Data in this exercise:
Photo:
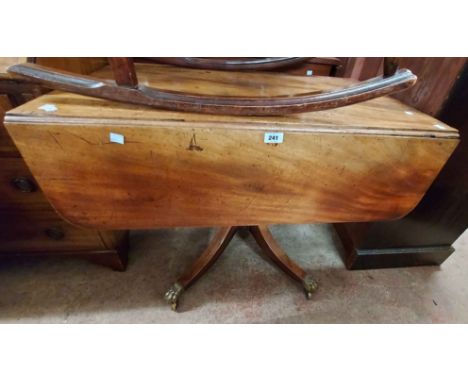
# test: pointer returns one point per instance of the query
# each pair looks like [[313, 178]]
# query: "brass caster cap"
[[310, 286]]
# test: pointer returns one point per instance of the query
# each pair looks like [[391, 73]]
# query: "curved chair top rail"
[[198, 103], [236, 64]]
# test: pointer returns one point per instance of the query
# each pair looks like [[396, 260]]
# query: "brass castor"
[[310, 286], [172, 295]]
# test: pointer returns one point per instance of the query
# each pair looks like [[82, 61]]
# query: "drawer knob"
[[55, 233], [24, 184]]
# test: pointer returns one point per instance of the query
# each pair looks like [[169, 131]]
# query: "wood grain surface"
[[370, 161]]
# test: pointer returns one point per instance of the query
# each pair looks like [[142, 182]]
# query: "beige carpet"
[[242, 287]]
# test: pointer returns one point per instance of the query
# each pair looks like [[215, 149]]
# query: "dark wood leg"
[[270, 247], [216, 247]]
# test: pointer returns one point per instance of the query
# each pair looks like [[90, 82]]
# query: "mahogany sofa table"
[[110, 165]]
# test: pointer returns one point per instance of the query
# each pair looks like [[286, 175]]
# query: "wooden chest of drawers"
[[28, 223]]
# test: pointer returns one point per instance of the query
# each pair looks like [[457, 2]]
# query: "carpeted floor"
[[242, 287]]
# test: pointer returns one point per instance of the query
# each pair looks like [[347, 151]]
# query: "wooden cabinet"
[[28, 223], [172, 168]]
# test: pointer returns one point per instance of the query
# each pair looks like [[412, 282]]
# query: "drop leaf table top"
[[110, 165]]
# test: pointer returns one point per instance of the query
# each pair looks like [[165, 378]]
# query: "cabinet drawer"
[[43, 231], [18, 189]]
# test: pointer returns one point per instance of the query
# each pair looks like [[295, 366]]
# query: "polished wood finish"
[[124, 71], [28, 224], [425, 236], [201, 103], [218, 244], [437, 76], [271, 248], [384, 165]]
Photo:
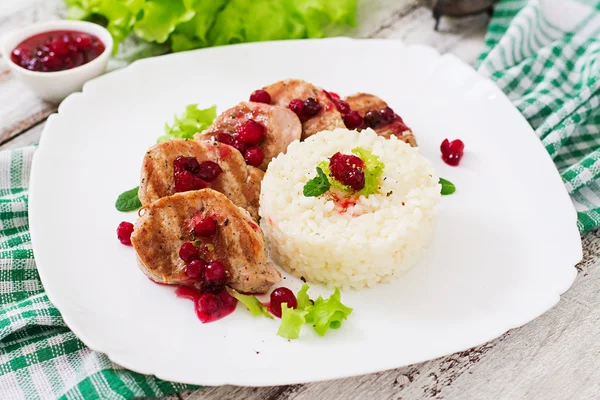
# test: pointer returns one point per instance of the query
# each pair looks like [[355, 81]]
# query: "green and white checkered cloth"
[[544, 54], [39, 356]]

---

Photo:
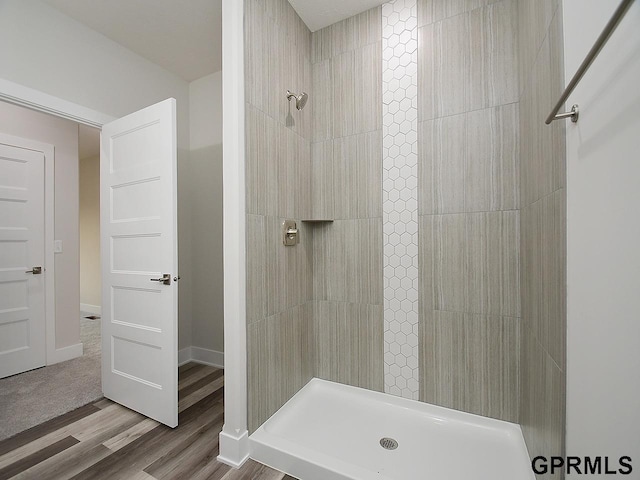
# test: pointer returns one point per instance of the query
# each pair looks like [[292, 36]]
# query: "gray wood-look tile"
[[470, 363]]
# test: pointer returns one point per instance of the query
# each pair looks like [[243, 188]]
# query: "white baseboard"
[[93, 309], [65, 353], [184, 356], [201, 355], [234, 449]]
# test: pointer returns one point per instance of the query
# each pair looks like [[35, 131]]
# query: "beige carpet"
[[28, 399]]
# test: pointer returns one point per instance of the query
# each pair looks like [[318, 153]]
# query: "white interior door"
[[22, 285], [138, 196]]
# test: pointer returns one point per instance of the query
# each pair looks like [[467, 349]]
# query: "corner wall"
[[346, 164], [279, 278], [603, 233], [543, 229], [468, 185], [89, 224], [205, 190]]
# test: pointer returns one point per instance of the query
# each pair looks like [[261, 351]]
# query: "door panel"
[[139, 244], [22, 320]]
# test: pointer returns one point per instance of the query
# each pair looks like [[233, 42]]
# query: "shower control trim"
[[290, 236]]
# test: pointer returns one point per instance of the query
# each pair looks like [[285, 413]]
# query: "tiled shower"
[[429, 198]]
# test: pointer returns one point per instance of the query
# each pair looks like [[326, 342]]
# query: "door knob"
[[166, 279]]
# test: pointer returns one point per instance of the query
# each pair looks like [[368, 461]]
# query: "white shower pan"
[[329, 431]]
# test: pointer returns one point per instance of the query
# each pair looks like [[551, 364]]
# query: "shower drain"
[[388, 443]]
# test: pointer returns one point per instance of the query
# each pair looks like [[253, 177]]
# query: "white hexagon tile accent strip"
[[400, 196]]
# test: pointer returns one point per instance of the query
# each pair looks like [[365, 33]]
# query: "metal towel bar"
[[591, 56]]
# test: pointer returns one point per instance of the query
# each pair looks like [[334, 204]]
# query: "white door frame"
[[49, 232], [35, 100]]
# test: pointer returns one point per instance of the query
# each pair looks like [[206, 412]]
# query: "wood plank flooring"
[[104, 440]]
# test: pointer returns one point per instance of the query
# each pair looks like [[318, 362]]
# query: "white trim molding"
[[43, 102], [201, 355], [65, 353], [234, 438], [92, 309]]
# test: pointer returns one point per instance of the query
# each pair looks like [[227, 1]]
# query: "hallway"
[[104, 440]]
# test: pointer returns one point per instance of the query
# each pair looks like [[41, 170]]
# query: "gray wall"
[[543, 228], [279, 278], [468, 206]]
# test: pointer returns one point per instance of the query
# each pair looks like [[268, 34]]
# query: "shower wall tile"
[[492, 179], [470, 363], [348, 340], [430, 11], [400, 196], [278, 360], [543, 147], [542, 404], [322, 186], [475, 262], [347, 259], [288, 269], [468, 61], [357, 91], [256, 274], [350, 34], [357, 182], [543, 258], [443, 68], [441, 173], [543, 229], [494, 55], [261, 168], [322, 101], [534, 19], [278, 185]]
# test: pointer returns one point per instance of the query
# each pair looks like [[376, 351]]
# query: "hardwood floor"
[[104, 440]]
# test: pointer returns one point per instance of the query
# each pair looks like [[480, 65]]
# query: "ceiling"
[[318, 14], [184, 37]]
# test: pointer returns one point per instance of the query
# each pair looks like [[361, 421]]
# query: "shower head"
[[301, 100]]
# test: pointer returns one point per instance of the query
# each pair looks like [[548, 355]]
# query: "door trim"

What you need to do: After locating the line with "# each pair looks like [[318, 153]]" above, return that line and every later line through the one with "# each pair looks like [[227, 1]]", word for word and with nothing else.

Result of the exercise:
# each pair looks like [[318, 153]]
# query: "white interior door"
[[22, 285], [138, 196]]
# test: pointer returns one point per instance of the query
# each pair looks like [[467, 349]]
# query: "corner wall"
[[346, 164], [279, 278], [603, 233], [543, 229], [468, 185], [89, 224], [205, 190]]
# test: pointer returns one point per instance of the query
# each pair looks like [[261, 351]]
# query: "door panel"
[[139, 244], [22, 320]]
# test: pointer returns one point per instance of the query
# each pair looks like [[233, 42]]
# query: "shower control trim"
[[290, 236]]
# test: pointer returns one point per instance of the query
# each pair looks like [[285, 413]]
# query: "tiled shower"
[[429, 198]]
# test: pointer returns one point per instance of the query
# each pair looks like [[326, 342]]
# query: "door knob"
[[166, 279]]
# test: pointer returns one point per instance of the query
# each pair looks like [[368, 461]]
# query: "white shower pan"
[[329, 431]]
# test: pointer returns one point per instance of the query
# each pair looks like [[551, 364]]
# query: "shower drain"
[[388, 443]]
# test: pointer returns one point per instance of the query
# each pair looks like [[253, 177]]
# query: "white hexagon tile accent strip"
[[400, 196]]
# test: pointer returns one point per instance of the query
# each pair looks like [[365, 33]]
# query: "metal towel bar"
[[591, 56]]
# test: pointer returns one point per instance of the query
# each pair looks like [[334, 204]]
# query: "white door frame"
[[49, 232], [35, 100]]
# test: pointer returns one point per instance of the query
# each pair looks like [[206, 412]]
# query: "wood plank flooring"
[[104, 440]]
# test: pointer returns one point per instance of the query
# each pair looks like [[318, 362]]
# query: "white trim molding"
[[43, 102], [201, 355], [65, 353], [234, 438], [92, 309]]
# test: pointer returns one point per instance of the query
# each pair looks like [[227, 1]]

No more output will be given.